■ **Short problem**
Reproduce the records below word for word, starting at their beginning and ending with the line that contains "0, 31, 2, 33", with both ends included. Leave the pictures out of your answer.

■ **Provided records**
·····
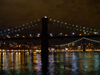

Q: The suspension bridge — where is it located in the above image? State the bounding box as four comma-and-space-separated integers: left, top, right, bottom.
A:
0, 16, 100, 50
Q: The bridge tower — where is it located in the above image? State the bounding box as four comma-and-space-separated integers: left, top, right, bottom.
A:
83, 38, 86, 51
41, 17, 48, 73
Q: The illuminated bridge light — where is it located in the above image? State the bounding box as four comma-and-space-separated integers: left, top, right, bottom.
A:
4, 30, 6, 32
29, 34, 32, 36
8, 32, 10, 34
16, 34, 19, 36
35, 24, 37, 25
83, 30, 85, 32
66, 26, 68, 28
7, 29, 10, 31
30, 22, 32, 23
15, 27, 17, 28
15, 30, 17, 32
1, 34, 3, 36
44, 16, 47, 18
65, 23, 67, 24
53, 23, 55, 25
26, 23, 28, 25
61, 22, 63, 24
72, 32, 75, 35
84, 32, 86, 34
76, 25, 78, 27
94, 29, 96, 31
11, 31, 13, 33
50, 19, 52, 21
53, 20, 56, 22
23, 24, 25, 26
60, 33, 62, 35
37, 33, 40, 37
57, 21, 59, 23
38, 19, 40, 21
22, 28, 24, 30
18, 29, 20, 31
83, 27, 85, 29
0, 31, 2, 33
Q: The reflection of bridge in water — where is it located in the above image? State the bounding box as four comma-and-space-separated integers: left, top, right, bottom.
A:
0, 16, 100, 74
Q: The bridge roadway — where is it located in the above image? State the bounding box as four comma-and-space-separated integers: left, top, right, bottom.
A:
0, 35, 100, 40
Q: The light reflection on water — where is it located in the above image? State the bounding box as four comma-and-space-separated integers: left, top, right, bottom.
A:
0, 52, 100, 75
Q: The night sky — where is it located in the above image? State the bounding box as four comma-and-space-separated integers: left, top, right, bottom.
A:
0, 0, 100, 31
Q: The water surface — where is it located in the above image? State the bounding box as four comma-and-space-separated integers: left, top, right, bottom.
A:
0, 51, 100, 75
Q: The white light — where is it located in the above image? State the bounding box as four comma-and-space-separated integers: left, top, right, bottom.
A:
44, 16, 47, 18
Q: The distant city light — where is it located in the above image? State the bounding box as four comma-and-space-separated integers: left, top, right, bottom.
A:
44, 16, 47, 18
72, 32, 75, 35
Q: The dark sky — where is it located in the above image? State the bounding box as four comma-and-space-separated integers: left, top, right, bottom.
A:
0, 0, 100, 30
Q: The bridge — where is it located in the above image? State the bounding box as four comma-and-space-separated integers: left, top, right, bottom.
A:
0, 16, 100, 72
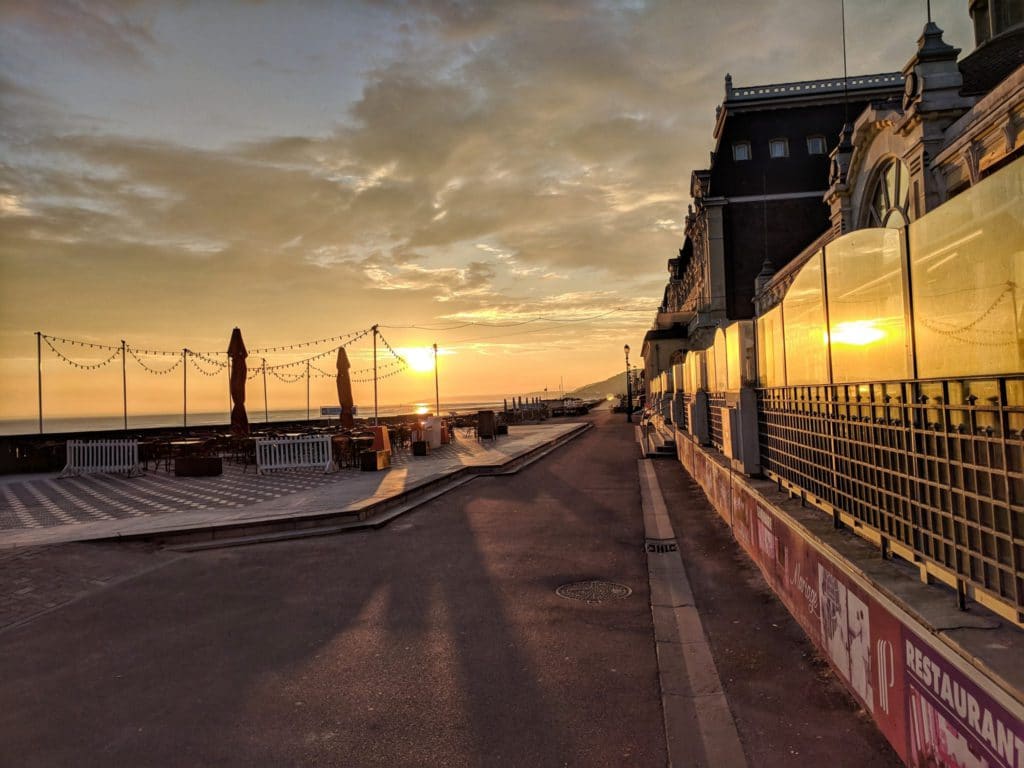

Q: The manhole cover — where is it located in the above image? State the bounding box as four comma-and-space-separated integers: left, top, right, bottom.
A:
555, 582, 633, 603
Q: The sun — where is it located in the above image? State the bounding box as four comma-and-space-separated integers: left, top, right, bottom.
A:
397, 347, 434, 374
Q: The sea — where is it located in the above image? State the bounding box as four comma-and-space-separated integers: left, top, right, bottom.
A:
0, 397, 512, 435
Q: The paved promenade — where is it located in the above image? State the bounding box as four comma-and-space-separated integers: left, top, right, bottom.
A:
0, 413, 897, 768
0, 422, 581, 550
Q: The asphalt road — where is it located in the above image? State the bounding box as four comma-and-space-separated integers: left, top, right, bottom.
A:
0, 415, 666, 766
0, 413, 898, 767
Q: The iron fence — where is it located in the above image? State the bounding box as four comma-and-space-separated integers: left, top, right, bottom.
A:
758, 377, 1024, 615
675, 392, 693, 432
708, 392, 725, 451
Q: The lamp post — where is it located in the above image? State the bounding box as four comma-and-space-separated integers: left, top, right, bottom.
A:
623, 344, 633, 422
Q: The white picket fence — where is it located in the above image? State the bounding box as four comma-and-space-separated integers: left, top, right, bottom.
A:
60, 440, 142, 477
256, 435, 336, 474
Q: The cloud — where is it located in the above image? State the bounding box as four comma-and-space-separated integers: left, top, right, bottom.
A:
0, 0, 156, 65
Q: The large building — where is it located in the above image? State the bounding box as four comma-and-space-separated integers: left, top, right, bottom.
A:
644, 0, 1024, 387
642, 0, 1024, 768
643, 0, 1024, 625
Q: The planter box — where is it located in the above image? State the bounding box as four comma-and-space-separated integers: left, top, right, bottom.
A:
174, 456, 224, 477
359, 451, 391, 472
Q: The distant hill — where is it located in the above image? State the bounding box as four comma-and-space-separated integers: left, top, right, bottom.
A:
512, 371, 626, 400
566, 371, 626, 400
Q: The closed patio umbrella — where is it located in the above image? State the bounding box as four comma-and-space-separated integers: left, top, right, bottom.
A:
227, 328, 249, 435
338, 347, 355, 429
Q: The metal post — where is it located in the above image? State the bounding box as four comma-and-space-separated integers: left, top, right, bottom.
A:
371, 326, 377, 427
263, 357, 270, 424
181, 349, 188, 427
36, 331, 43, 434
121, 339, 128, 432
434, 341, 441, 417
623, 344, 633, 424
224, 352, 231, 424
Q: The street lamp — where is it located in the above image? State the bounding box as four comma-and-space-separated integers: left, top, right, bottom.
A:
623, 344, 633, 422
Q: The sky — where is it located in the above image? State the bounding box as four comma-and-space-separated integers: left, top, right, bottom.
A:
0, 0, 973, 419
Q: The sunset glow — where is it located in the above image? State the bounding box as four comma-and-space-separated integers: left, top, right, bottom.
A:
0, 0, 971, 428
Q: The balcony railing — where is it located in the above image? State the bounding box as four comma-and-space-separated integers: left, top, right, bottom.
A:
708, 392, 726, 451
758, 377, 1024, 621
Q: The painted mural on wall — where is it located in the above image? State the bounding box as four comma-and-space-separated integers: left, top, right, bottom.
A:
681, 442, 1024, 768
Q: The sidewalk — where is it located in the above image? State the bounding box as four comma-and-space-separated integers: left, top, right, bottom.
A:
0, 422, 588, 550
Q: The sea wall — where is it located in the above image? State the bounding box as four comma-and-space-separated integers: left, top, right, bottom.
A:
676, 431, 1024, 768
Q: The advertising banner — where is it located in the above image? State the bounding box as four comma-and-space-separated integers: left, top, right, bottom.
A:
720, 479, 1024, 768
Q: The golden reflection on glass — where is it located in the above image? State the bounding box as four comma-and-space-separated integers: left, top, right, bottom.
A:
782, 252, 828, 386
758, 305, 785, 387
827, 228, 911, 382
909, 159, 1024, 378
709, 328, 729, 392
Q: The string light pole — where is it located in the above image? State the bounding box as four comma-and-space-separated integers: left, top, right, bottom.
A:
181, 347, 188, 427
370, 325, 377, 427
121, 339, 128, 432
623, 344, 633, 423
263, 357, 270, 424
36, 331, 43, 434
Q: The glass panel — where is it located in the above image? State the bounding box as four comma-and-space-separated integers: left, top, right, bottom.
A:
758, 305, 785, 387
693, 350, 708, 392
909, 159, 1024, 378
885, 163, 899, 215
895, 163, 910, 213
708, 329, 729, 392
823, 229, 911, 382
725, 324, 743, 392
782, 252, 828, 385
705, 346, 725, 392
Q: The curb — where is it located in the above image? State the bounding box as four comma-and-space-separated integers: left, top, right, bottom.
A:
132, 422, 594, 552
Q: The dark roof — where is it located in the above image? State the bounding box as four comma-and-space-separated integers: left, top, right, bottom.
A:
723, 72, 903, 106
643, 324, 689, 344
958, 25, 1024, 96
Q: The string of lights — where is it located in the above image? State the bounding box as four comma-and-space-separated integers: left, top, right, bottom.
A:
249, 328, 370, 354
187, 352, 227, 377
377, 331, 409, 366
185, 349, 227, 368
40, 333, 121, 352
352, 368, 406, 384
125, 346, 181, 376
267, 369, 306, 384
42, 336, 121, 371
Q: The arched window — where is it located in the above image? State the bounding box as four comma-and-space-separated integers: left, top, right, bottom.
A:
863, 159, 910, 228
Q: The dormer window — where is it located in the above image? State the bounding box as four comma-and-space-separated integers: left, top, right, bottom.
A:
862, 158, 910, 228
768, 138, 790, 158
807, 136, 828, 155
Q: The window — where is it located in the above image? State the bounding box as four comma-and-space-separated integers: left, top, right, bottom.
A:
807, 136, 828, 155
768, 138, 790, 158
864, 159, 910, 227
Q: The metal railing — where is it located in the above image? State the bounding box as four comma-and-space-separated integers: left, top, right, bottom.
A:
60, 440, 142, 477
708, 392, 725, 451
256, 435, 336, 474
758, 377, 1024, 615
676, 392, 693, 432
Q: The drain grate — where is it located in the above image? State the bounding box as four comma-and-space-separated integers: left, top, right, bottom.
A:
555, 581, 633, 603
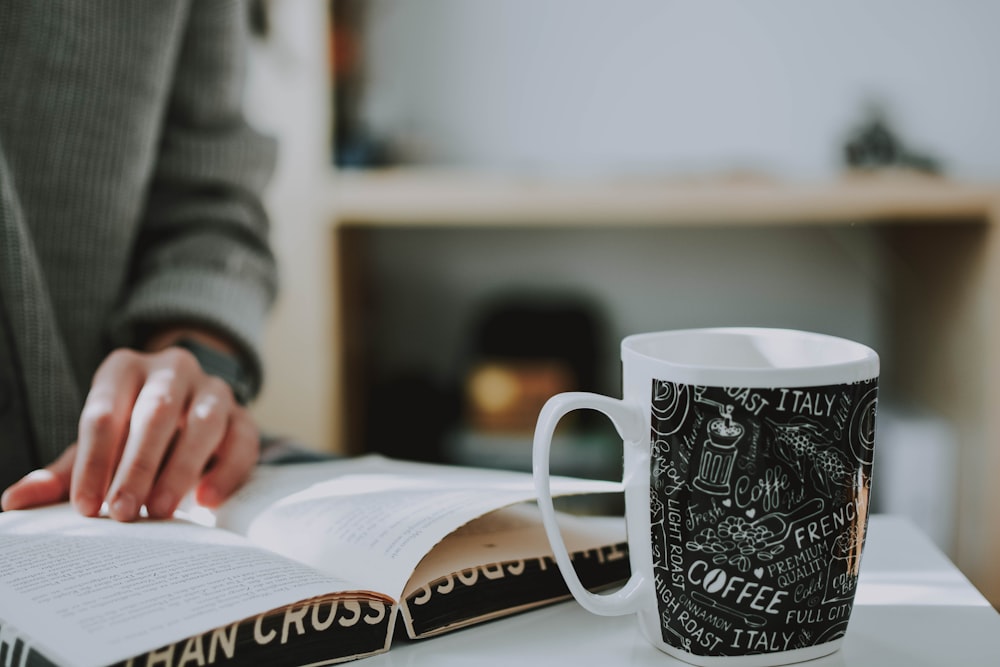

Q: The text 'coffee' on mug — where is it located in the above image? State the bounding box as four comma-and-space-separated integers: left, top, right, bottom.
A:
534, 328, 879, 667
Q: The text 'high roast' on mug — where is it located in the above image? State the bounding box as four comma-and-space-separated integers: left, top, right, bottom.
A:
534, 328, 879, 667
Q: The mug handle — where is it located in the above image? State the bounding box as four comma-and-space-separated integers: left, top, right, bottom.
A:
532, 391, 646, 616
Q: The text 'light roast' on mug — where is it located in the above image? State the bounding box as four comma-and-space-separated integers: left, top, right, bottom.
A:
534, 328, 879, 667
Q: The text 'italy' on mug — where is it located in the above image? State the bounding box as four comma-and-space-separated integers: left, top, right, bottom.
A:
534, 328, 879, 667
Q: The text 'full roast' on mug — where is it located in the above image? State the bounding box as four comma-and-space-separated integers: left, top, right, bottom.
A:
534, 328, 879, 667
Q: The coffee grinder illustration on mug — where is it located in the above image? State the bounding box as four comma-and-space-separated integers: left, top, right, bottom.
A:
650, 380, 877, 656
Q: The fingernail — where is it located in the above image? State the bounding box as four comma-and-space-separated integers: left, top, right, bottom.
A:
73, 494, 101, 516
147, 493, 177, 519
111, 493, 139, 521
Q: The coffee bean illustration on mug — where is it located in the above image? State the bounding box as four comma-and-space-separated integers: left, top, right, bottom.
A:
649, 379, 877, 656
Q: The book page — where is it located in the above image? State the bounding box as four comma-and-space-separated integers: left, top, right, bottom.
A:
208, 456, 621, 600
0, 505, 362, 667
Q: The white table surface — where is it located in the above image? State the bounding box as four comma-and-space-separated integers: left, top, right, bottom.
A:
368, 516, 1000, 667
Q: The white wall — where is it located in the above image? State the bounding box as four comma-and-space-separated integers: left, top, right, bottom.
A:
367, 0, 1000, 178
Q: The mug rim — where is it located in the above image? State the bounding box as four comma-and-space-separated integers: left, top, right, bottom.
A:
621, 327, 879, 388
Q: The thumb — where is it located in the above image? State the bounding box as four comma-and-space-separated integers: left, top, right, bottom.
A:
0, 443, 76, 511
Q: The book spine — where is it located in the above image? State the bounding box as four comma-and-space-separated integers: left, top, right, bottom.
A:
404, 543, 630, 639
107, 598, 395, 667
0, 620, 56, 667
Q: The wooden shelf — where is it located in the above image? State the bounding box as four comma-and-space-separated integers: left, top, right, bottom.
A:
321, 169, 1000, 607
325, 169, 1000, 227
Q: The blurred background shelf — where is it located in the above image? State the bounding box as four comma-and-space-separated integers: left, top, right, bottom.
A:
248, 0, 1000, 606
323, 168, 1000, 227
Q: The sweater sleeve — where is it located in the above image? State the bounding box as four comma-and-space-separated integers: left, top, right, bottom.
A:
111, 2, 277, 394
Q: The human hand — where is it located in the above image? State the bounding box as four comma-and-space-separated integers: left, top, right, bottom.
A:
0, 347, 260, 521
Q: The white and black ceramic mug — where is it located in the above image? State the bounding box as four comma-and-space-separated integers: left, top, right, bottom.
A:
534, 328, 879, 667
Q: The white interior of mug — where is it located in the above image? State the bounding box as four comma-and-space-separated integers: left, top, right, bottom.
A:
622, 328, 879, 386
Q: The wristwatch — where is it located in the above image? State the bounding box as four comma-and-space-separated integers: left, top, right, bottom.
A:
174, 338, 253, 405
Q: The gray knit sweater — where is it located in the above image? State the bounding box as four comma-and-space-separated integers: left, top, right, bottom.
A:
0, 0, 275, 486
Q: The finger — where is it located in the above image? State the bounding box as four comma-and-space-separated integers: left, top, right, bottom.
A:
108, 352, 197, 521
195, 408, 260, 507
0, 443, 77, 511
70, 350, 145, 516
146, 377, 236, 519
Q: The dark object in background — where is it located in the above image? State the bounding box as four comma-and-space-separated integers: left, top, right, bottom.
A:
464, 294, 604, 434
364, 371, 460, 463
844, 104, 941, 174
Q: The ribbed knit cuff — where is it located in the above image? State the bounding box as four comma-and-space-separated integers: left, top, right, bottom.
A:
110, 267, 272, 396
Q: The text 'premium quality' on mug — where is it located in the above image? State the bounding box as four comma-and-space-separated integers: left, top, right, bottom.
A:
534, 328, 879, 667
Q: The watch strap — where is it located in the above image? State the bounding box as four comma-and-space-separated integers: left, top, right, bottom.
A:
173, 338, 253, 405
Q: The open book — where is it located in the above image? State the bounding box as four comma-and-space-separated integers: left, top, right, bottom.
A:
0, 456, 628, 667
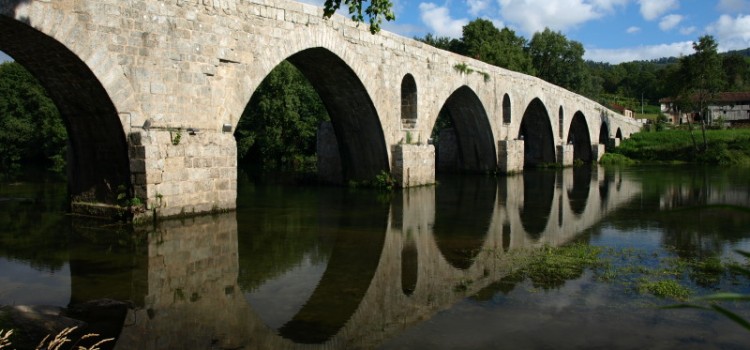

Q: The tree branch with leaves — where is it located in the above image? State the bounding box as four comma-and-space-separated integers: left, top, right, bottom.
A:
323, 0, 396, 34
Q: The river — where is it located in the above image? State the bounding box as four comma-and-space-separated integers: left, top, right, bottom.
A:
0, 166, 750, 349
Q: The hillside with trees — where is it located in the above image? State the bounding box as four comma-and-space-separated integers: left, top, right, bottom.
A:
415, 19, 750, 115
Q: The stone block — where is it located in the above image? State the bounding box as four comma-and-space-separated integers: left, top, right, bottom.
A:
591, 144, 606, 163
497, 140, 524, 174
556, 144, 574, 166
391, 144, 435, 188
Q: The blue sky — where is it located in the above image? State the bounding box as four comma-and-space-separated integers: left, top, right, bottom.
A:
·····
■ **Task response**
Q: The suspension bridge — where is it located in the above image? State the bounding box as four comma-and-space-separated integers: left, top, right, bottom.
A:
0, 16, 100, 50
Q: The bridge tower — where is it located in the above image? State the bounding box as four comma-and-space-separated integers: left, top, right, bottom.
A:
83, 38, 86, 51
41, 17, 48, 73
Q: The illuminated bridge light — where is it located in the above image? State the bounding box as four comma-and-space-separated integers: left, top, right, bottom.
A:
4, 30, 6, 32
29, 34, 32, 36
8, 32, 10, 34
16, 34, 19, 36
35, 24, 37, 25
83, 30, 85, 32
66, 26, 68, 28
7, 29, 10, 31
30, 22, 32, 23
15, 27, 17, 28
15, 30, 17, 32
1, 34, 3, 36
44, 16, 47, 18
65, 23, 67, 24
53, 23, 55, 25
26, 23, 28, 25
61, 22, 63, 24
72, 32, 75, 35
84, 32, 86, 34
76, 25, 78, 27
94, 29, 96, 31
11, 31, 13, 33
50, 19, 52, 21
53, 20, 56, 22
23, 24, 25, 26
60, 33, 62, 35
37, 33, 40, 37
57, 21, 59, 23
38, 19, 40, 21
22, 28, 24, 30
18, 29, 20, 31
83, 27, 85, 29
0, 31, 2, 33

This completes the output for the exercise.